__Work item__. Using the data that follows, return exactly the lines from the one that contains "it: point(163, 280)." through the one that contains "it: point(30, 436).", ends included.

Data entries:
—————

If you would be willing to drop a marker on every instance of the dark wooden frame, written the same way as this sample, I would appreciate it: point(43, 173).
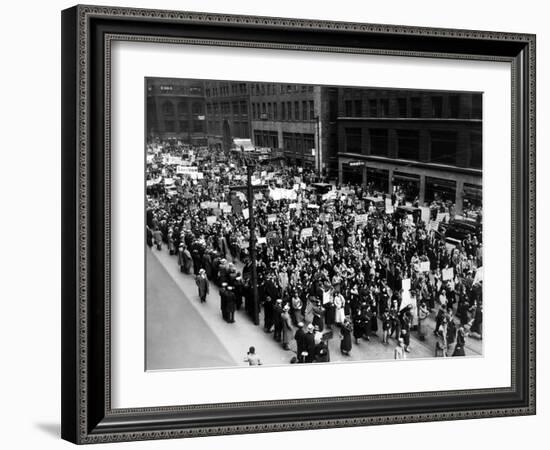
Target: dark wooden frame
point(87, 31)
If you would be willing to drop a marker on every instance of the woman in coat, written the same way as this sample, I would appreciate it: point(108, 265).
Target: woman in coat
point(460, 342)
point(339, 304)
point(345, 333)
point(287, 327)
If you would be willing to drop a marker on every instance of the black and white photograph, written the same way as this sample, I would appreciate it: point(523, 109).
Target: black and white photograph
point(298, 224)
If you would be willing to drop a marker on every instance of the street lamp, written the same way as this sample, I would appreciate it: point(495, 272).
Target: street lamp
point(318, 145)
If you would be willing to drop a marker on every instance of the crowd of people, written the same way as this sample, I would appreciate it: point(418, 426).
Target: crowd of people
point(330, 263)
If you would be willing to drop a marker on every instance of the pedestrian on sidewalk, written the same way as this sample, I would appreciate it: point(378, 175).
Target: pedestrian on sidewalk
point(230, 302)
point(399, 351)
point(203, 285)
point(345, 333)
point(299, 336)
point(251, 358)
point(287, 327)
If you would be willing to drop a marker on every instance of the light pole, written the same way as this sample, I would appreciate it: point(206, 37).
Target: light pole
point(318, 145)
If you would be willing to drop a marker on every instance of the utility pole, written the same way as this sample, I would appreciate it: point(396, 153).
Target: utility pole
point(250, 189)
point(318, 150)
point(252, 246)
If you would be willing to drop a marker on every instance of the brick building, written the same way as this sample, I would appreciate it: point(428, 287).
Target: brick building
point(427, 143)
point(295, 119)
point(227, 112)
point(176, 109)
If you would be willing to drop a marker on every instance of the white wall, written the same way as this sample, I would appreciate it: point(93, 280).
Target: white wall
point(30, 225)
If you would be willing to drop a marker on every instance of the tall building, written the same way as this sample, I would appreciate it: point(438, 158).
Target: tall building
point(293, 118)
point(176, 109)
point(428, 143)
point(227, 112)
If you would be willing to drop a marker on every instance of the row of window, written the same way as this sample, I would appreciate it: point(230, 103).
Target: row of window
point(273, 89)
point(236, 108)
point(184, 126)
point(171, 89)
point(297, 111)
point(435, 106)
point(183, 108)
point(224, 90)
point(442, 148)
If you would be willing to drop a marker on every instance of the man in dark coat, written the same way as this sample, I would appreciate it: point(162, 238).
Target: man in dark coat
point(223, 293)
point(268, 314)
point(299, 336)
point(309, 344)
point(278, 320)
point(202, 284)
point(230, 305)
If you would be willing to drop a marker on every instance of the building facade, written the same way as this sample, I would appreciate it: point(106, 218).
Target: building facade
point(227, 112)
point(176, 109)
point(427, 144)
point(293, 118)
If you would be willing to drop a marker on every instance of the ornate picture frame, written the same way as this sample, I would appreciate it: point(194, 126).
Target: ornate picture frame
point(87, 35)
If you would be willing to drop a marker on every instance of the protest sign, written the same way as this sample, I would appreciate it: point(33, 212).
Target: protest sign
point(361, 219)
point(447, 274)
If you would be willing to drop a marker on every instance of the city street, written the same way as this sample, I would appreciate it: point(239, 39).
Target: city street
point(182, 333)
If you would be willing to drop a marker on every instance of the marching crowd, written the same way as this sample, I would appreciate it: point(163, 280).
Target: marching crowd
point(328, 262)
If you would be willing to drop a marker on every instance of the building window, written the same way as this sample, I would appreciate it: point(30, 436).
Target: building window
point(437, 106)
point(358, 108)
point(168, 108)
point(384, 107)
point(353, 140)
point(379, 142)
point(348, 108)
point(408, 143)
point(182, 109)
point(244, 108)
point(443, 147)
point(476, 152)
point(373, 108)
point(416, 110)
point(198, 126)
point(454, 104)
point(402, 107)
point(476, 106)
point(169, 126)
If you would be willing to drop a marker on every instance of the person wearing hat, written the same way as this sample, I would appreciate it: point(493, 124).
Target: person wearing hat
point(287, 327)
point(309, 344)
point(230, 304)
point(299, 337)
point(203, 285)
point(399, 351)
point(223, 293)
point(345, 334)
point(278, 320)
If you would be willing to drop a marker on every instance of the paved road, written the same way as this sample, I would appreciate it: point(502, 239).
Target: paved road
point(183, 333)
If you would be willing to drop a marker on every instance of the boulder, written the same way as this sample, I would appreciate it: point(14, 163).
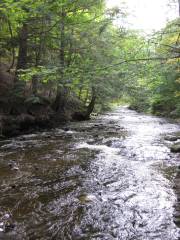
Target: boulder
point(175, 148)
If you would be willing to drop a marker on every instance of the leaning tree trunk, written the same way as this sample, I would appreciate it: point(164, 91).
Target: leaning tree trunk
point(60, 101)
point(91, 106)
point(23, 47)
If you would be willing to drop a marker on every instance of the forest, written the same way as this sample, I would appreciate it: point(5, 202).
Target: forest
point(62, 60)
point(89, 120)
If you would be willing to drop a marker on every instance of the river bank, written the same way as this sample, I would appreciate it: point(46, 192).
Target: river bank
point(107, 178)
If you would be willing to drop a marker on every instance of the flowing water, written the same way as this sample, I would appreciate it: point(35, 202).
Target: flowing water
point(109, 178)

—————

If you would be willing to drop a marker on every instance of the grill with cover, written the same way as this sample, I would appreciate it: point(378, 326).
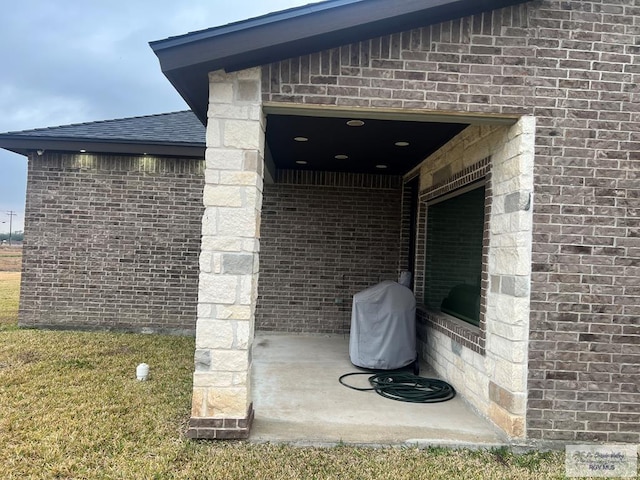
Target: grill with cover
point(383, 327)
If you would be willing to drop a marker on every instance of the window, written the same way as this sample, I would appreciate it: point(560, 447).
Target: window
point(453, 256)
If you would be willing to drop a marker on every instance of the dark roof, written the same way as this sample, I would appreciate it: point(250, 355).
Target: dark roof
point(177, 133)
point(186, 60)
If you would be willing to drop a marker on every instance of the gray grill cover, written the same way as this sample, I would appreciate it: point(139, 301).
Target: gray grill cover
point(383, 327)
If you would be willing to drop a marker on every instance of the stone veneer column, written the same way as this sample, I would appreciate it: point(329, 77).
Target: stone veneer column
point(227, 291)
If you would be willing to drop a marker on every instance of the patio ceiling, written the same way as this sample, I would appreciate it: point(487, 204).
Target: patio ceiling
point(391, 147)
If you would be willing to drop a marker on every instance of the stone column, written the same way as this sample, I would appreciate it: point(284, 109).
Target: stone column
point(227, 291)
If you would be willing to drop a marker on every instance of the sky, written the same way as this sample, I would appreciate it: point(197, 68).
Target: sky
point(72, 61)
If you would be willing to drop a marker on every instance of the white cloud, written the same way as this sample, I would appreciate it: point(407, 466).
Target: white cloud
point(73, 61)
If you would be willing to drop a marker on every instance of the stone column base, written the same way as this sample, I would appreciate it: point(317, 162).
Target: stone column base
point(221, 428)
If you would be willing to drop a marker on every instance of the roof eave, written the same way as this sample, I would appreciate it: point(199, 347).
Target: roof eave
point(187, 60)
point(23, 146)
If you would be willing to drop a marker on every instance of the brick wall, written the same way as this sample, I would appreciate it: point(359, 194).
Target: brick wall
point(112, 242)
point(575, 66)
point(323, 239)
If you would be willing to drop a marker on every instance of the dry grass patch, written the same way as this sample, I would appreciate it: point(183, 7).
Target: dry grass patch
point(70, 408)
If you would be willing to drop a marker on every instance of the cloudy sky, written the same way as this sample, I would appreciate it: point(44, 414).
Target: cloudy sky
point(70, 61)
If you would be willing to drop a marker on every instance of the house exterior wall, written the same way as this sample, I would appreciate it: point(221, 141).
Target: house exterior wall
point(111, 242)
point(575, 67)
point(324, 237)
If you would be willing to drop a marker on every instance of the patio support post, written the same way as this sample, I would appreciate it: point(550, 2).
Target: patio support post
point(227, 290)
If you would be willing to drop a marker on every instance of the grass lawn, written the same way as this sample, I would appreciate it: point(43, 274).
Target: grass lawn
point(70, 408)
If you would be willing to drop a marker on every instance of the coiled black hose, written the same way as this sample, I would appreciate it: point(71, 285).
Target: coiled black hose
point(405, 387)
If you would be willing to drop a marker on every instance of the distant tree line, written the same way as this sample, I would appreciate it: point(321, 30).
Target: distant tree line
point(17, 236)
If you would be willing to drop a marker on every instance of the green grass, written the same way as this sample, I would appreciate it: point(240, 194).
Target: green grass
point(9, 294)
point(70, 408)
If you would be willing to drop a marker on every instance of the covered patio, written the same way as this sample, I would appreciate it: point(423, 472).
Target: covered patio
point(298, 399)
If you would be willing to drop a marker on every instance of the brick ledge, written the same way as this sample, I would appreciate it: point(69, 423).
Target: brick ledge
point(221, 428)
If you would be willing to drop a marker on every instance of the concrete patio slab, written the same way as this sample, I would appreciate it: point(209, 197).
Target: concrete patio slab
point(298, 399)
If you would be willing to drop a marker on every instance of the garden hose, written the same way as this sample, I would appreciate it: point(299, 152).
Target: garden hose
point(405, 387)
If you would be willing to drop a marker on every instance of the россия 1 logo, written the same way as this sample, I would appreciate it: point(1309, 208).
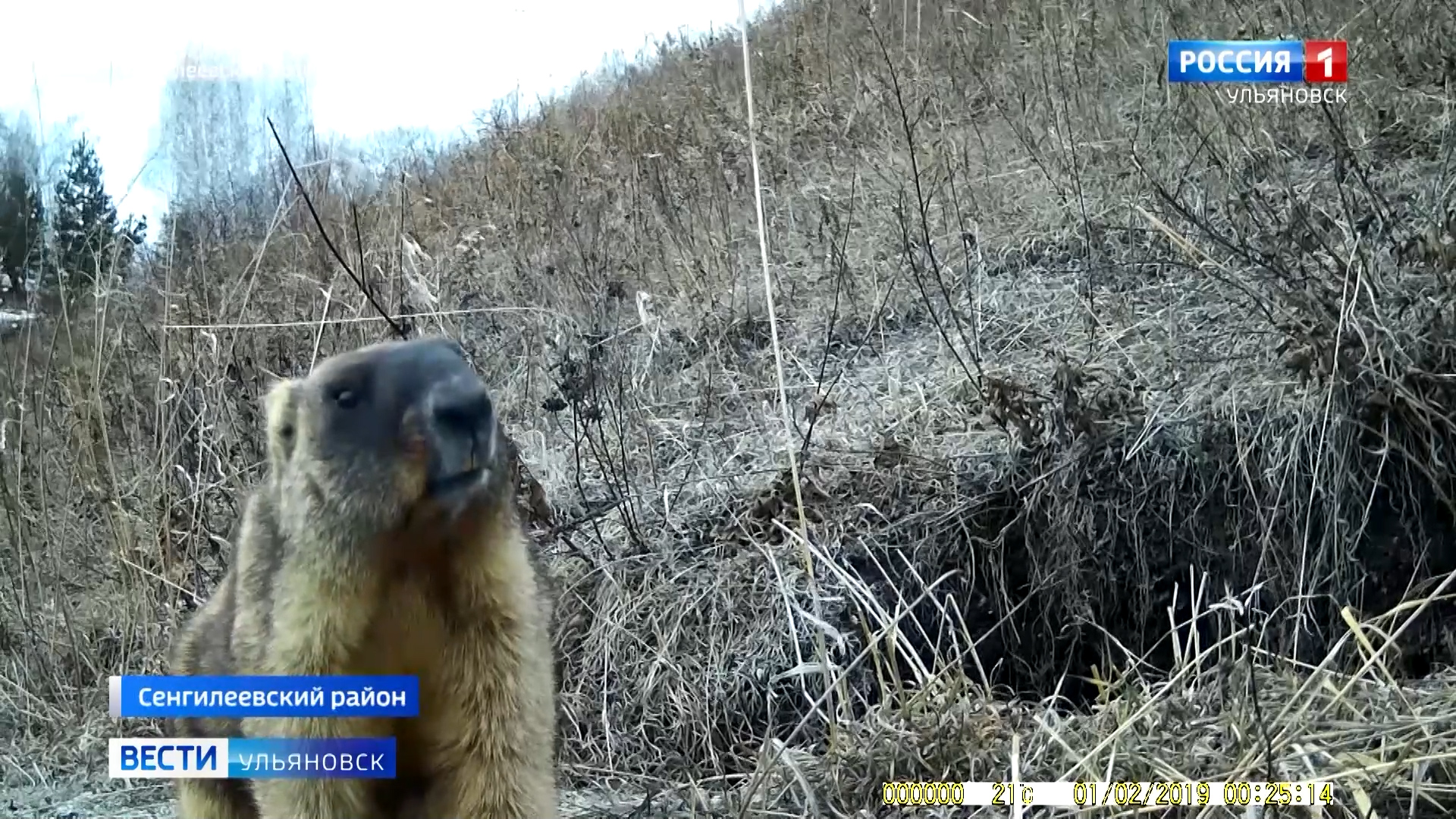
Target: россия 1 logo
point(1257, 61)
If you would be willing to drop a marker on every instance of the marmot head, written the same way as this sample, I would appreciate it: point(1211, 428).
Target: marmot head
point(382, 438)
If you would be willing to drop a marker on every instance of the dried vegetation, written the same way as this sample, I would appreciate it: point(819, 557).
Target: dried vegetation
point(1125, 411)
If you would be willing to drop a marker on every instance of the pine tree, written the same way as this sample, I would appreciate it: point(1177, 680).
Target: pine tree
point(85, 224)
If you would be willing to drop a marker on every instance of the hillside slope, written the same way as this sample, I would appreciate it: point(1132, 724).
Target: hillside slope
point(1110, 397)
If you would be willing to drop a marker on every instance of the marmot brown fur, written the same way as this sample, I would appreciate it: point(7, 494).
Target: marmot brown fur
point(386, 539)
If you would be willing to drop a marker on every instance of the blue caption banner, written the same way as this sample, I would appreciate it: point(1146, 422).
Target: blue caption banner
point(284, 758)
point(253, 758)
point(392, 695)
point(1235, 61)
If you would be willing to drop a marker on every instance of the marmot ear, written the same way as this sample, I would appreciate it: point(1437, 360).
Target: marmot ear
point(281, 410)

—————

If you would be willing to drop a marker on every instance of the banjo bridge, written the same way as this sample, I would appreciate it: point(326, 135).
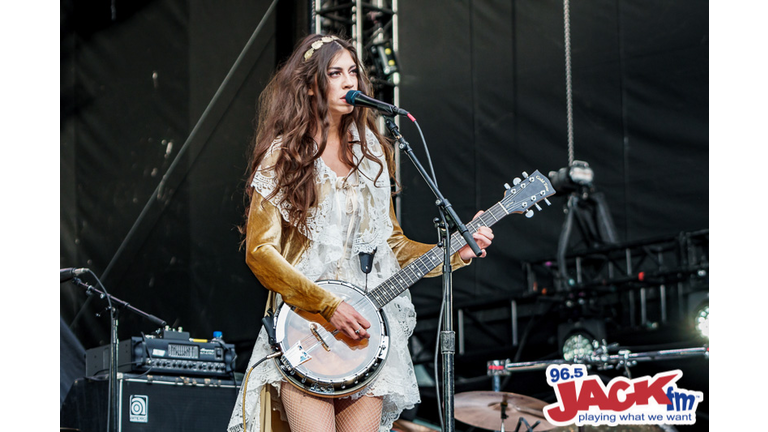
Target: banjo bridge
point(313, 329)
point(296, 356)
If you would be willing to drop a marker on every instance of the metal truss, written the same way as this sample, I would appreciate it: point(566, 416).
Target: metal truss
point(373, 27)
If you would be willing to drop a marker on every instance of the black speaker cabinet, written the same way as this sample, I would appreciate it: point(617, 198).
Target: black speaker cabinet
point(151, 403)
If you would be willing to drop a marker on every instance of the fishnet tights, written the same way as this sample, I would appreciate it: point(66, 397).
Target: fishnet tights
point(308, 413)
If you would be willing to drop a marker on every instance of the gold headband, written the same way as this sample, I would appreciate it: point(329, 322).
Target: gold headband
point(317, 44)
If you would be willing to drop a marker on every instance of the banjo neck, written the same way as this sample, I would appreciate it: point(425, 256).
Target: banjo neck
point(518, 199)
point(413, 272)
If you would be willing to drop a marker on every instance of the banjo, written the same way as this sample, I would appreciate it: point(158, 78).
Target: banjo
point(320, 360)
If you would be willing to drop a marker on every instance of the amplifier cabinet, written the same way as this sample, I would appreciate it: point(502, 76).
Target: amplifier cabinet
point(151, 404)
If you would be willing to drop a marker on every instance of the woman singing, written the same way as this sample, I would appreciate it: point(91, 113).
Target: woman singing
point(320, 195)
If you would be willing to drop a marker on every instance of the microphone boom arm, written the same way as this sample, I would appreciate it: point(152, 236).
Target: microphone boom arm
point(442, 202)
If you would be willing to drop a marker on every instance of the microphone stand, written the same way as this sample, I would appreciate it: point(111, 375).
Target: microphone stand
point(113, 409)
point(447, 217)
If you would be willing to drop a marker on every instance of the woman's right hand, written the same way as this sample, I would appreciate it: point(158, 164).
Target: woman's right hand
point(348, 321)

—————

__Final answer__.
If you would be willing to drop a marker on every instance of the marching crowd, written the same way as this sample, I would appreciate it: point(163, 280).
Target: marching crowd
point(328, 262)
If you would be willing to drop a marker on every instance of the building window, written the same way as this sample, I would appreciate it: point(30, 436).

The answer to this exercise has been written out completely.